感性を磨いて作風を高める出上吉洸園いでうえきっこうえん

盆栽の「技術」を大切にしたい

風格ある黒松や真柏、五葉松が並ぶ出上吉洸園の園主は2代目・出上文雄いでうえふみおさん。会社勤めの傍ら盆栽の世話をしていた父の園を継いで50年になります。

東京の盆栽展を見てその技術の高さに衝撃を受けて以来、先輩たちから作風を学び、針金かけの技術を磨いてきました。
「よいものを作り、高く評価してもらうために技術の鍛錬が一番。今でも怠りません。一時期、買い手が減ったこともありましたが、今は国内にとどまらず外国からのお客さまにも恵まれ、盆栽の生産が追いつかない状況にあり、大変ありがたいことと感謝の日々です」
培ってきた技術を生かして、令和の時代にも風流な盆栽を作り続けたいと考えています。

美しいものを美しいと思う感性を磨く

作風は何から得るのかと尋ねると、芸術に触れることだと教えてくれました。
出上さんの芸術の幅は広く、文学・音楽・日本画・俳句・茶道など様々な芸術に触れて感性を養ってきました。ドビュッシーの「月の光」は盆栽の枝のたおやかな流れに通じ、横山大観の荒々しい自然の中の美は「ジン」と「シャリ」になぞらえます。「ジン」「シャリ」とは幹や枝の木質部が朽ち果て白骨化したもの。盆栽では人為的に施し古色を表現します。

指示 a: 抜粋では、「ジン」「シャリ」とは何だと説明されていますか。

提供資料:
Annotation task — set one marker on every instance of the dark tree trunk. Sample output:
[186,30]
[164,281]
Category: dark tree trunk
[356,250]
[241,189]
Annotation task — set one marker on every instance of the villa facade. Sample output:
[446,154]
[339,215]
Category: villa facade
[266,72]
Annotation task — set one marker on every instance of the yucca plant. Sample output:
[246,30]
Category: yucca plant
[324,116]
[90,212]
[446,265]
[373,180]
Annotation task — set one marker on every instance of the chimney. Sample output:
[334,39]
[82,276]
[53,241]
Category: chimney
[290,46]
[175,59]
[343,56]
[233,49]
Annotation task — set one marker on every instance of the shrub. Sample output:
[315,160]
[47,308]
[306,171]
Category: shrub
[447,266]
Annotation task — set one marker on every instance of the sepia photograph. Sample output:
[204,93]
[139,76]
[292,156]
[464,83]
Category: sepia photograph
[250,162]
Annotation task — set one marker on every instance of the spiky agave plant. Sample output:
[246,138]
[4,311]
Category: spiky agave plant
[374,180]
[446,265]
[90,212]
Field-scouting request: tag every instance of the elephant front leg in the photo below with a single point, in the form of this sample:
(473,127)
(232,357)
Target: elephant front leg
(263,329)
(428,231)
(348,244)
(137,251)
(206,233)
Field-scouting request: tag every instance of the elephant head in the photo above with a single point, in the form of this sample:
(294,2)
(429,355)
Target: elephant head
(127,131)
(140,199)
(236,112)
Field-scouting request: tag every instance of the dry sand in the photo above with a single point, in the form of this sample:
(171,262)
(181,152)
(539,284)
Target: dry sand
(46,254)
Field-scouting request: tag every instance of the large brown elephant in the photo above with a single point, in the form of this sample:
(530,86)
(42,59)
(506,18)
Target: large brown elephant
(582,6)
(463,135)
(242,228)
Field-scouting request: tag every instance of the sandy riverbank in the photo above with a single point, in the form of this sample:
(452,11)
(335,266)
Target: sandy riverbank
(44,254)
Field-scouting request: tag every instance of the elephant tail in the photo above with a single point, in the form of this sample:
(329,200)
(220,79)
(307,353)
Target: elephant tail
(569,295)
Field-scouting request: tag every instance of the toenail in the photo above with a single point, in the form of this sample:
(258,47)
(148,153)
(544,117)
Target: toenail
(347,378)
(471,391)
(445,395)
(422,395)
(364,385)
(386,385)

指示 b: リストの「Field-scouting request: tag every instance of the dry」を含む行から最後の行までを、「photo」を「image」に入れ替えて書き直してください。他の部分は変えず、この範囲の行だけを示してください。

正解 a: 幹や枝の木質部が朽ち果て白骨化したものです。

正解 b:
Field-scouting request: tag every instance of the dry sand in the image above with a single point, in the form of this sample:
(171,262)
(181,152)
(539,284)
Target: dry sand
(46,254)
Field-scouting request: tag every instance of the large brown elephant in the image above with a single point, in the form of this sample:
(530,86)
(42,59)
(506,18)
Target: large brown elephant
(582,6)
(463,135)
(242,228)
Field-scouting request: tag every instance of the sandy riverbank in the image above with a single point, in the form of this sample:
(452,11)
(335,266)
Target: sandy riverbank
(44,254)
Field-scouting request: tag every instance of the elephant tail in the image above with a single point, in the form of this sample:
(329,200)
(220,79)
(307,353)
Target: elephant tail
(569,295)
Field-scouting request: tag every instance of the toenail in the image above with a single point, in the form of this sample:
(258,47)
(148,153)
(544,117)
Target: toenail
(347,378)
(471,391)
(445,395)
(422,395)
(364,385)
(386,385)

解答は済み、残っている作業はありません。